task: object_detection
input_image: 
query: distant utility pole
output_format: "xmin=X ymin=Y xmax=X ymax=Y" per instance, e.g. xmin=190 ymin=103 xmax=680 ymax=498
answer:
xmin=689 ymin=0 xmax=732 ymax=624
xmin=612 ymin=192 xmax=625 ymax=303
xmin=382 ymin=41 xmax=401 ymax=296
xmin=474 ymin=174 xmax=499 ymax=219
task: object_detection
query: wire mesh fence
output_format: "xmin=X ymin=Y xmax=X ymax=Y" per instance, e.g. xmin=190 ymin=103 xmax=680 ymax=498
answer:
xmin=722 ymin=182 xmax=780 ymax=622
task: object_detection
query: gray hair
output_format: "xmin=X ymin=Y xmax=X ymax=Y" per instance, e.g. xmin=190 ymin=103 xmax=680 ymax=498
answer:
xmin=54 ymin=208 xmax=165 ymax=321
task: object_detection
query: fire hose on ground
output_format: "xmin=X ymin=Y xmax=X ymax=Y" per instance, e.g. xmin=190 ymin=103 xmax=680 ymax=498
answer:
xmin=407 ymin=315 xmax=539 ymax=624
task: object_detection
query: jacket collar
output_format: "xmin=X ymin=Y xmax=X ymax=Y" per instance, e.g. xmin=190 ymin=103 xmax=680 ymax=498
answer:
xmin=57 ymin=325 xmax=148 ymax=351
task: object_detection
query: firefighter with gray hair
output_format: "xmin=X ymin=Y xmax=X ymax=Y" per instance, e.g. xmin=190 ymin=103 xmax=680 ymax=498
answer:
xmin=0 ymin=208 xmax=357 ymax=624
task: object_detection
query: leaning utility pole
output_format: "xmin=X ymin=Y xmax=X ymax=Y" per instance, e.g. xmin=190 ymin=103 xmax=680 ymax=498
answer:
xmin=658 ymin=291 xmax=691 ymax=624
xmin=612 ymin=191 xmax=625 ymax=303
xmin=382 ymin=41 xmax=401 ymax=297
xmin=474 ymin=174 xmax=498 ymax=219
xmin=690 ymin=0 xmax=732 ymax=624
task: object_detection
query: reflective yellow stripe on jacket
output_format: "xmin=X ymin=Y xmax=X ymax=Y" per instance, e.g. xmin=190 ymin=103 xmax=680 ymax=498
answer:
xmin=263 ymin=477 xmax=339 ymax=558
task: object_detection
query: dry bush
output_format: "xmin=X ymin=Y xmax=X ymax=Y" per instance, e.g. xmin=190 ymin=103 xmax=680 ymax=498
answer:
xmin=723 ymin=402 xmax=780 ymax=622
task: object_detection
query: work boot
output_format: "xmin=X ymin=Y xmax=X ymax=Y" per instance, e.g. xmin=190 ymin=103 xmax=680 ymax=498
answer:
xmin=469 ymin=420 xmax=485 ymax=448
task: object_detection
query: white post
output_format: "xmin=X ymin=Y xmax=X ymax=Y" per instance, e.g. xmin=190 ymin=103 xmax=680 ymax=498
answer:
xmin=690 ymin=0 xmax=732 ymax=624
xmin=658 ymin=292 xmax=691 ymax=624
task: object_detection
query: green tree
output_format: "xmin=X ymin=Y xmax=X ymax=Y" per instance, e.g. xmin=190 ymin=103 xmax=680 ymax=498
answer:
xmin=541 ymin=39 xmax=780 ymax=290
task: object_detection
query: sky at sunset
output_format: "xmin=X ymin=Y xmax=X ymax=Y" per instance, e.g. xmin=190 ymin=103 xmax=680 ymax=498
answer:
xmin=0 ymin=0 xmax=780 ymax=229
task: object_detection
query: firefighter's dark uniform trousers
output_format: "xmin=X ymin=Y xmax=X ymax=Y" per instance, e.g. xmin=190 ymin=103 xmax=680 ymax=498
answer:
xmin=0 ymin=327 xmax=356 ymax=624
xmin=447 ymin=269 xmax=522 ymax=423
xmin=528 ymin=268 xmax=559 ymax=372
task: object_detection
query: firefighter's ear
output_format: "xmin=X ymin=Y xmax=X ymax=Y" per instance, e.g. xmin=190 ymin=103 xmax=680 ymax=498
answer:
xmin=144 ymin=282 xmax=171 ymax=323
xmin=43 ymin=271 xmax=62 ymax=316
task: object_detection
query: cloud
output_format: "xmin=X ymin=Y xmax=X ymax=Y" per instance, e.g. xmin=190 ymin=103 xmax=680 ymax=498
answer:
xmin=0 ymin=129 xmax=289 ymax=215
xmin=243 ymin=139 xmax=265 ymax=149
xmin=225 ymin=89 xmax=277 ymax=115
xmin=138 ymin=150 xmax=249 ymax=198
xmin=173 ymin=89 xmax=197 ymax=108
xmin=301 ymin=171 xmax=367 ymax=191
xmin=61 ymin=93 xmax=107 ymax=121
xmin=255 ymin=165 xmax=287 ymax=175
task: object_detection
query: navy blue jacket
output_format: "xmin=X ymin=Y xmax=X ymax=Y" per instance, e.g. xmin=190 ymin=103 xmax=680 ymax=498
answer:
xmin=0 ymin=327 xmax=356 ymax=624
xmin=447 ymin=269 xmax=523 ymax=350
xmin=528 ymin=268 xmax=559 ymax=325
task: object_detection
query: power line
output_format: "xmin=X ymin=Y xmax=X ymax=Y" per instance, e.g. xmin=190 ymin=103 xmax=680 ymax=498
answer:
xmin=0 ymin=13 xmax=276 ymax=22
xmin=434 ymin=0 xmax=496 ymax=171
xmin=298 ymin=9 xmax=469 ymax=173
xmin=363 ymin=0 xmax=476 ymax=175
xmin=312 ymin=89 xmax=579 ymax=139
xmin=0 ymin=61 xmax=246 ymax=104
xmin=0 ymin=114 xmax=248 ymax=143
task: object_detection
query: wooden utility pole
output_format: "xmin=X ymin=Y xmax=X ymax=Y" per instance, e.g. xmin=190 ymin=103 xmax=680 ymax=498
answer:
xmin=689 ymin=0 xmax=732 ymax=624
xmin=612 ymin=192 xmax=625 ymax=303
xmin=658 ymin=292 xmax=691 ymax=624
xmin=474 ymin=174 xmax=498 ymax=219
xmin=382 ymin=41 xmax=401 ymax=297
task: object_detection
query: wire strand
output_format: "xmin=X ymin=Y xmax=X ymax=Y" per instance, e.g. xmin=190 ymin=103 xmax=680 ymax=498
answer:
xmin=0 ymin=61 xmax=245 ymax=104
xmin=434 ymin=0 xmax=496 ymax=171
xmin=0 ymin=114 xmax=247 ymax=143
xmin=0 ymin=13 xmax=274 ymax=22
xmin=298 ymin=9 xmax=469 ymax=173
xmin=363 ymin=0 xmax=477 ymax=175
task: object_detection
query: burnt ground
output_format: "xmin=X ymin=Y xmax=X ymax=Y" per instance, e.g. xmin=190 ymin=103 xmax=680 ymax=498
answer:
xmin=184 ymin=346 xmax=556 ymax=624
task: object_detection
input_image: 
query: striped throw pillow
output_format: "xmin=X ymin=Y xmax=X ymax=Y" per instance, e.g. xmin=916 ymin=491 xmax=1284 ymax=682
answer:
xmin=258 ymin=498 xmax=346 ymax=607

────────────────────────────────────────

SET TASK:
Copy the listing from its first line through the line containing "xmin=474 ymin=174 xmax=499 ymax=219", with the requests, and scale every coordinate in the answers by 1.55, rounding to whole numbers and rounding halves up. Keep the numbers in the requests and their format samples as they are.

OUTPUT BELOW:
task: object_detection
input_image: 
query: distant utility pole
output_format: "xmin=X ymin=Y xmax=X ymax=Y" per instance, e.g. xmin=190 ymin=103 xmax=680 ymax=498
answer:
xmin=1068 ymin=0 xmax=1135 ymax=967
xmin=949 ymin=298 xmax=969 ymax=470
xmin=592 ymin=64 xmax=622 ymax=459
xmin=735 ymin=270 xmax=773 ymax=339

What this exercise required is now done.